What the task requires: In the report on UK antibiotics use, by what percentage did the total quantity of antibiotics used in human and veterinary medicine drop between 2013 and 2017? Please answer briefly.

Page extract:
Report shows food-producing animals account a quarter of UK antibiotics

Antibiotics in livestock account for just 26% of the UK’s total antibiotics use, a report published today has revealed.

Of the 773t used in 2017, 64% was used for human health, 26% for food-producing animals and
10% for use in companion animals and horses.

The figure for livestock is down from 38% in 2013.

Of the 64% prescribed for human use, approximately 80% was used in the community and 20% in hospitals.

Building on this achievement, the Government is aiming to reduce UK antibiotic use in food-producing animals by 25% between 2016 and 2020.

The report said that gathering information on related factors such as the reasons for treatment, demographic, disease and treatment history would help pave the way.

Targetted medication

The report also included details of a study of six pig herds in Wiltshire which showed how the targetted use of antibiotics can improve herd health in the long-term.

In the example, common respiratory disease Enzoonotic Pneumonia (EP) was eliminated by administering 31g of active antibiotic to all 5,000 sows.

Strict biosecurity procedures were followed afterwards and despite the six herds being based outdoors, they remain free of EP more than two years later.

As a result, the herd’s average antibiotic use was reduced from 120mg/kg to less than 30mg/kg.

One Health Report

However, the gains were not just in animal health. The UK One Health Report showed that between 2013 and 2017, the total quantity of antibiotics used in human and veterinary medicine dropped by 19%.

The levels of resistance also dropped in this timeframe for the majority of antibiotics tested in bacteria from food-producing animals.

Records shown:
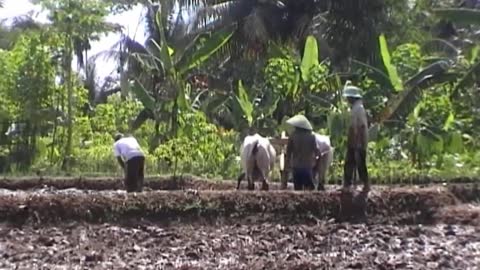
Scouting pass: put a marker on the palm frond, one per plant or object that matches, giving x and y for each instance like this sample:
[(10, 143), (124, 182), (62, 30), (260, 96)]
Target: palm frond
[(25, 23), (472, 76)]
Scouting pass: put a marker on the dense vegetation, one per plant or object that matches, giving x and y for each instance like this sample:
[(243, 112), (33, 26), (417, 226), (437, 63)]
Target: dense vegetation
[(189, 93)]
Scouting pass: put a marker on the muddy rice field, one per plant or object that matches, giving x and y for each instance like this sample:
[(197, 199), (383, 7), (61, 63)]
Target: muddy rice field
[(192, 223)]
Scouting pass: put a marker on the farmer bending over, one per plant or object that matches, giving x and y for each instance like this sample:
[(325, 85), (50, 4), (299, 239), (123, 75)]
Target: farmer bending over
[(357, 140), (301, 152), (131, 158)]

==

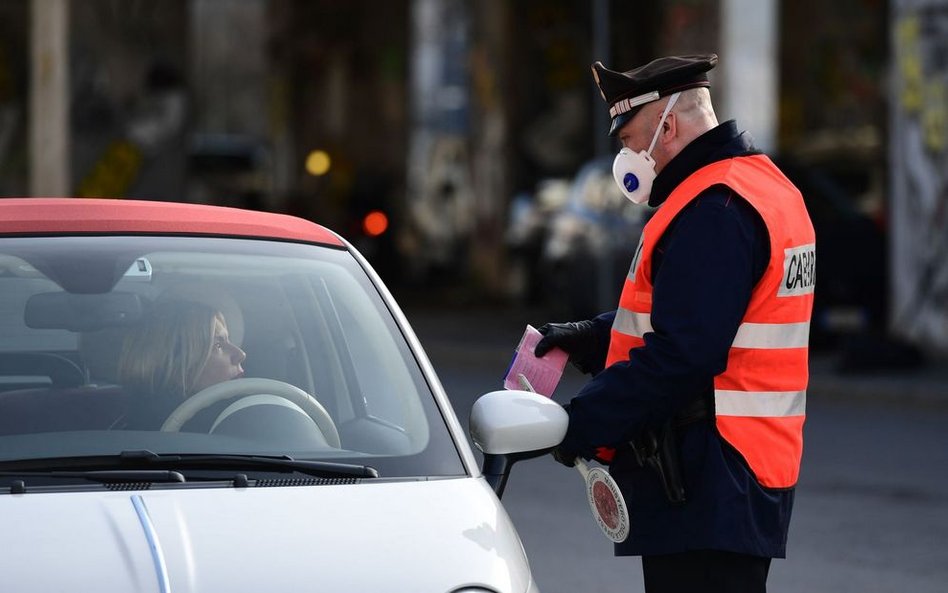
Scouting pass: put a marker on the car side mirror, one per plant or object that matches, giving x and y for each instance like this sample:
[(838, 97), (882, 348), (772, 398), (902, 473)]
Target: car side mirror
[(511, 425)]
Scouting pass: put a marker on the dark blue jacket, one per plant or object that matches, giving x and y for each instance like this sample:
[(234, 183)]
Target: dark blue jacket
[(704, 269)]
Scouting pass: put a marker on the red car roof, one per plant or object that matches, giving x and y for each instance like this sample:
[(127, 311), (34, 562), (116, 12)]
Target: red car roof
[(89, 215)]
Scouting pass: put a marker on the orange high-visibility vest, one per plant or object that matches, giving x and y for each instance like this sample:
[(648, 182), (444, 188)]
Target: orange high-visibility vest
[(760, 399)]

* * *

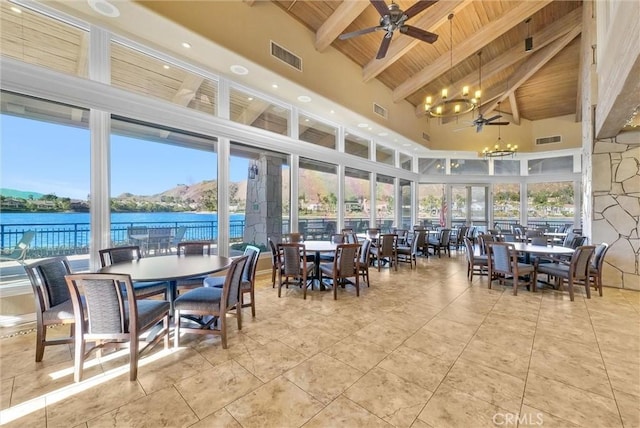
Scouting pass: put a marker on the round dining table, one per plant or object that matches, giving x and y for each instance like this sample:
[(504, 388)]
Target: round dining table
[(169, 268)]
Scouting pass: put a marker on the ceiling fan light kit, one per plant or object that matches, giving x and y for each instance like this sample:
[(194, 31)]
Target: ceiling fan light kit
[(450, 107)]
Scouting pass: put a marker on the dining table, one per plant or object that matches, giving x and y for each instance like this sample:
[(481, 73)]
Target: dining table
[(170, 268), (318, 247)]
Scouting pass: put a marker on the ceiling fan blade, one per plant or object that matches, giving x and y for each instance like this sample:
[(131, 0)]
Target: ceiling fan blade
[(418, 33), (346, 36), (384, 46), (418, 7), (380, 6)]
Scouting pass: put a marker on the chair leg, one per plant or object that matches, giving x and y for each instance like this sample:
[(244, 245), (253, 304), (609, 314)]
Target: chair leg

Solution: 19%